**WHAT IS EXPECTED**. Reproduce the stretch of the records below from the line containing "Dataset curation — object class: armored" through the line containing "[43,29,133,100]", both included, word for word. Leave out the pictures.
╭──
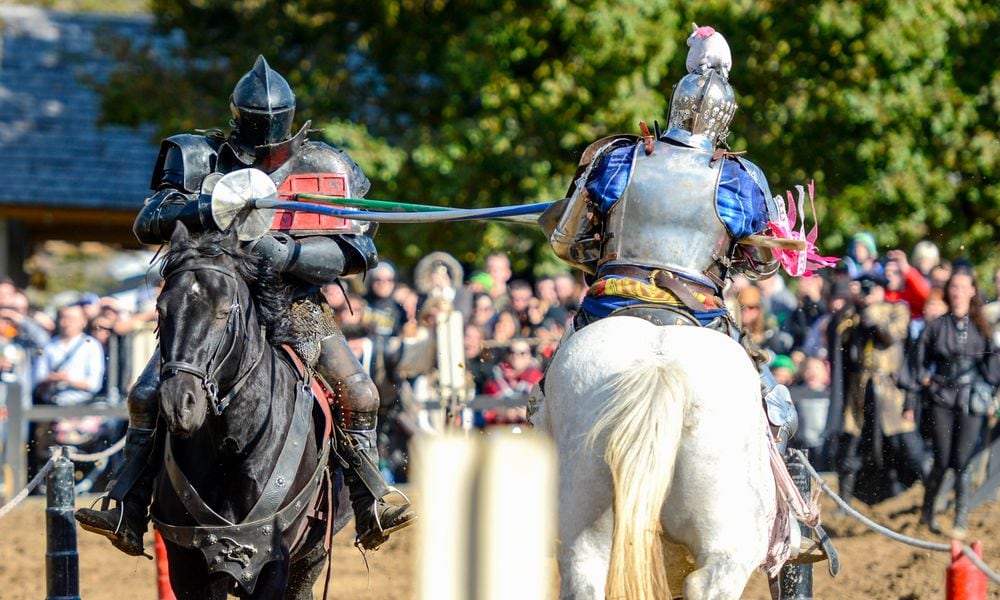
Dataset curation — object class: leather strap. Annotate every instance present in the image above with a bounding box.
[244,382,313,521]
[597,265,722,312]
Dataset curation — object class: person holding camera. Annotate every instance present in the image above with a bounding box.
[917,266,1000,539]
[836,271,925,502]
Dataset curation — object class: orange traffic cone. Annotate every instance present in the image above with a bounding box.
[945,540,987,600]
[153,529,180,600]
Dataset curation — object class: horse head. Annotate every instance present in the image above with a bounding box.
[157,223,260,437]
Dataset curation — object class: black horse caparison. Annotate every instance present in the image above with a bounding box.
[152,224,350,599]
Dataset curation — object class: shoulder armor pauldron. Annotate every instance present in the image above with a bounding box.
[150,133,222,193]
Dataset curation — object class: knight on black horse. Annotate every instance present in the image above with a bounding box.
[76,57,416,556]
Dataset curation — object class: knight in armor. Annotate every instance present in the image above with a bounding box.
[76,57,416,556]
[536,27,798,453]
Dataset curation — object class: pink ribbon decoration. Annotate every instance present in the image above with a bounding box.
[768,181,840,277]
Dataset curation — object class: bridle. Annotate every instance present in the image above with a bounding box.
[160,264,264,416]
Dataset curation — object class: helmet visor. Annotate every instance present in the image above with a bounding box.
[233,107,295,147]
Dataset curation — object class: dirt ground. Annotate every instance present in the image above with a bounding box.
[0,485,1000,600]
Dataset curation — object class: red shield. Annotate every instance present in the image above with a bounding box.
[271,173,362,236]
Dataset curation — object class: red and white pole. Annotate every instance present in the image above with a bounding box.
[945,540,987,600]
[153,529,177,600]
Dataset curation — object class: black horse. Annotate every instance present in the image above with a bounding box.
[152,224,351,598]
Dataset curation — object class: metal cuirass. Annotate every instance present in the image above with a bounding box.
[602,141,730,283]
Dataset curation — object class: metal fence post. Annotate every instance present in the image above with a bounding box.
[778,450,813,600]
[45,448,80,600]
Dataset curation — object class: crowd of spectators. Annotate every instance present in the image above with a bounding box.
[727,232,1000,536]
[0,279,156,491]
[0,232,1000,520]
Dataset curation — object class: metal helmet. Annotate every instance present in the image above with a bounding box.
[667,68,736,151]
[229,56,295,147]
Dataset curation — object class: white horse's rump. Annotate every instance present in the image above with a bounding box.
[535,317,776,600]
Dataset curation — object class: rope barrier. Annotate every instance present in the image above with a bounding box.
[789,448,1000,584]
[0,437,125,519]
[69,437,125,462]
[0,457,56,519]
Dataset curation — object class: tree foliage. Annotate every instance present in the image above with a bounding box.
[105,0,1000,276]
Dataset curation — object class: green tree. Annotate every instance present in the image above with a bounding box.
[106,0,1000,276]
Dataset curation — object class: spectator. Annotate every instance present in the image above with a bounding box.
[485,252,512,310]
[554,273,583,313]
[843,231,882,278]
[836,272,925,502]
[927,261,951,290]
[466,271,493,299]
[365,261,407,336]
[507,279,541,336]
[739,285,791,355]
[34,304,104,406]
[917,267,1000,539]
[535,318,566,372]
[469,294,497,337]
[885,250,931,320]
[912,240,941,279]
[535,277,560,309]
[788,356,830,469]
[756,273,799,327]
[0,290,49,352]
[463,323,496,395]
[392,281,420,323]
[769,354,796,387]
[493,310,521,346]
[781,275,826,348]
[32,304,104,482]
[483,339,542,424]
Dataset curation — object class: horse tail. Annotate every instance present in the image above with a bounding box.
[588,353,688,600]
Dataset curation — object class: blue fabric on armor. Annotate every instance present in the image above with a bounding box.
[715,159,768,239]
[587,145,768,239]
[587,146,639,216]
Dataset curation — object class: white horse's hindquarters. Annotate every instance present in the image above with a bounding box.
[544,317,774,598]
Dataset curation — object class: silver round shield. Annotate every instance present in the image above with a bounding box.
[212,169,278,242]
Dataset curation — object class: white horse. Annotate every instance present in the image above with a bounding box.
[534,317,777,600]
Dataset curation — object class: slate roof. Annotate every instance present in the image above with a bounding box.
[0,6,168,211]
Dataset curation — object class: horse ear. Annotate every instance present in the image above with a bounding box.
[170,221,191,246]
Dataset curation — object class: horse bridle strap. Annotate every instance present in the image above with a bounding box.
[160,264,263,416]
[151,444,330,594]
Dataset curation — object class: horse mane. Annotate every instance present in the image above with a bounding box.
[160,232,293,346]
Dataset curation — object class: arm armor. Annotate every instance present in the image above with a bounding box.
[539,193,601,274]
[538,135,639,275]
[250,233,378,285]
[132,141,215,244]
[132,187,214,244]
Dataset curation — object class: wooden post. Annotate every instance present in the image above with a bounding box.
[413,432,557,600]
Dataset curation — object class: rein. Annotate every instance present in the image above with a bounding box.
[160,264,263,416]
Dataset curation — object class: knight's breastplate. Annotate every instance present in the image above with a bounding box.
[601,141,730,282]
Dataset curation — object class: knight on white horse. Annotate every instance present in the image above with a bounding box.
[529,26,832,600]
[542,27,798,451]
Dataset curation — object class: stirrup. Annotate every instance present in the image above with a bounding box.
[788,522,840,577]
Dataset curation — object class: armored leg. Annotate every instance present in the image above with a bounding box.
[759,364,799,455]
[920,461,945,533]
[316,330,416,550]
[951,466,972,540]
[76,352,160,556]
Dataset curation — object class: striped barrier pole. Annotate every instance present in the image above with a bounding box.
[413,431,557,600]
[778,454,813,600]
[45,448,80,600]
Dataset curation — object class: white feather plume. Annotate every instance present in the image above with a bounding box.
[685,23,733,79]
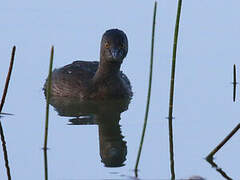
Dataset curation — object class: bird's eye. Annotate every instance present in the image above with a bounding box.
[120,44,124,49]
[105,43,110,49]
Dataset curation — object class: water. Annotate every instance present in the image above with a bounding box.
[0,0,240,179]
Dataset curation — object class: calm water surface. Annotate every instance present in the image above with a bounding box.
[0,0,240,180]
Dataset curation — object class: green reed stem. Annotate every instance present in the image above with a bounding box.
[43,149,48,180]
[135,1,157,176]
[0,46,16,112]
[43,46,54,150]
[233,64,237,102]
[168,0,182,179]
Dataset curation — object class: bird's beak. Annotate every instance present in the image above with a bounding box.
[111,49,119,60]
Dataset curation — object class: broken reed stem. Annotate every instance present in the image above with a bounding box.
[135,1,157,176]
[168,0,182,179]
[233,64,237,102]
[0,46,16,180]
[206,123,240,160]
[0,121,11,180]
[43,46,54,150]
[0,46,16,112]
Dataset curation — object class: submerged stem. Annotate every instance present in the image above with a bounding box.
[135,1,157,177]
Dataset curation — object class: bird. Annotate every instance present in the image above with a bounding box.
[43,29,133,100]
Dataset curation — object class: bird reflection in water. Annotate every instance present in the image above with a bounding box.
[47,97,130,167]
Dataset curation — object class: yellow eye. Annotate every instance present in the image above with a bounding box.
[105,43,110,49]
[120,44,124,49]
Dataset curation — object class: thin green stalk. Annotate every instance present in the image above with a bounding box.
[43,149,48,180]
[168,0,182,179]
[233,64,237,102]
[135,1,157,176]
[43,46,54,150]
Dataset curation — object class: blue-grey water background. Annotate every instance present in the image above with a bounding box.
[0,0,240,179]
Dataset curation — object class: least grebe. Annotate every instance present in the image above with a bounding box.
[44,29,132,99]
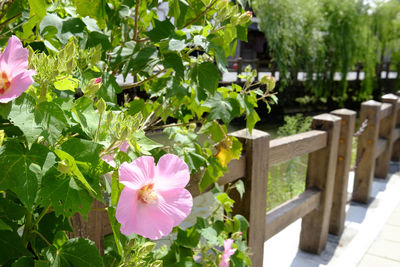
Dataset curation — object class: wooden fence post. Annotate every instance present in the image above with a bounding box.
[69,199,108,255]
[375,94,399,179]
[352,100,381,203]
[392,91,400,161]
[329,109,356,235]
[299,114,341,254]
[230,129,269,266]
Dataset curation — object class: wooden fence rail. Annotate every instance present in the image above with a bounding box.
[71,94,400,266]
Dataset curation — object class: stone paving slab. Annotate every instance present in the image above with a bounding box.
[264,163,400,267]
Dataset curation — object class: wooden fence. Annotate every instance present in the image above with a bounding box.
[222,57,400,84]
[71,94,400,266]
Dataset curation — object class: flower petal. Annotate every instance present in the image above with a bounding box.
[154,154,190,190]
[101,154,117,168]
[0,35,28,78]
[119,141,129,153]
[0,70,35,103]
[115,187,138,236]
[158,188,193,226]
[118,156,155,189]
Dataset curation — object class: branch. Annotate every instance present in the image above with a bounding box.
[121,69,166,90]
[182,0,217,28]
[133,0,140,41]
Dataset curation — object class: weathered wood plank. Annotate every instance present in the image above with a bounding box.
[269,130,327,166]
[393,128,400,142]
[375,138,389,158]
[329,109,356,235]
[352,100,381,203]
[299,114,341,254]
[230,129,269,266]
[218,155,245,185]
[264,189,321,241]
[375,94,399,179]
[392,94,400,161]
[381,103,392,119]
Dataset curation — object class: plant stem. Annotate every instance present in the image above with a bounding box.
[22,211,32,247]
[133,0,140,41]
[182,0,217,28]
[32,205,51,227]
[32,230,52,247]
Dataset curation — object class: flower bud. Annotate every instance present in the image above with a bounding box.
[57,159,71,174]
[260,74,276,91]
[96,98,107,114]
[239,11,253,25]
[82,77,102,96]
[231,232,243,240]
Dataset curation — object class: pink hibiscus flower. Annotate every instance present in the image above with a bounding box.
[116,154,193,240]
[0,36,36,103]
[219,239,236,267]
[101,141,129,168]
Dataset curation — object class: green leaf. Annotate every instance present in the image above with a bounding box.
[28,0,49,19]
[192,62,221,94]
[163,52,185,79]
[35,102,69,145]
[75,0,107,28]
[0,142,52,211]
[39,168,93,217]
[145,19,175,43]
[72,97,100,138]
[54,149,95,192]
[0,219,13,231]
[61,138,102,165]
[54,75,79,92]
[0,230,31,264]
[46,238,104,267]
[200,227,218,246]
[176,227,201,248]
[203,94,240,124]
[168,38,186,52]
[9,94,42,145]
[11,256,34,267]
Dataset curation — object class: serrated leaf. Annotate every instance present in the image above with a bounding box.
╰──
**ANSWER TO THIS PROBLEM**.
Dataset curation — object class: armored leg. Annotate every instance present in the image above with a bounding box.
[759,364,799,455]
[920,461,945,533]
[316,330,416,550]
[951,466,972,540]
[76,352,160,556]
Dataset curation — object class: striped barrier pole. Annotate every instance present in the image above with a bounding box.
[413,431,557,600]
[778,454,813,600]
[45,448,80,600]
Dataset curation — object class: white feather plume. Annotate every instance present in the image above with a bounding box.
[685,23,733,79]
Dataset curation — object class: bird's eye. Annotate every instance present in the image above with a bounding box.
[120,44,124,49]
[105,43,110,49]
Dataset curation — object class: water. Annotate every instance present in the image above with a bounding box.
[0,0,240,179]
Dataset curation — object class: calm water surface. Annotate every instance present in the image above with a bounding box.
[0,0,240,180]
Dataset curation — object class: green reed stem. Annotate every instance present in the image above with a bounding box.
[43,149,48,180]
[135,1,157,176]
[0,46,16,112]
[43,46,54,150]
[233,64,237,102]
[168,0,182,179]
Dataset curation — object class: bird's beak. Annotate every instance present in the image above with a bounding box.
[111,49,119,60]
Dataset curation — object class: broken reed stem. Annotate every instance present in the image above with a bounding box.
[135,1,157,176]
[168,0,182,179]
[233,64,237,102]
[0,46,16,180]
[206,123,240,160]
[0,121,11,180]
[43,46,54,150]
[0,46,16,112]
Dataset curation — object class: submerged stem. Annotate every instance present in the image above with a bounding box.
[135,1,157,177]
Dataset curation — object class: bird. Annotate every instance present in the image above with a bounding box.
[43,29,133,100]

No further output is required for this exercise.